*Problem to solve*. Write out the material below again, unchanged.

***** Input *****

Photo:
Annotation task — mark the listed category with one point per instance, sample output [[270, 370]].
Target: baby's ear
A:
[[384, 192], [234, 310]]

*****

*Solution*.
Photo:
Annotation task — mark the listed category with one point per instance, sample output [[270, 370]].
Target: baby's ear
A:
[[384, 192], [234, 310]]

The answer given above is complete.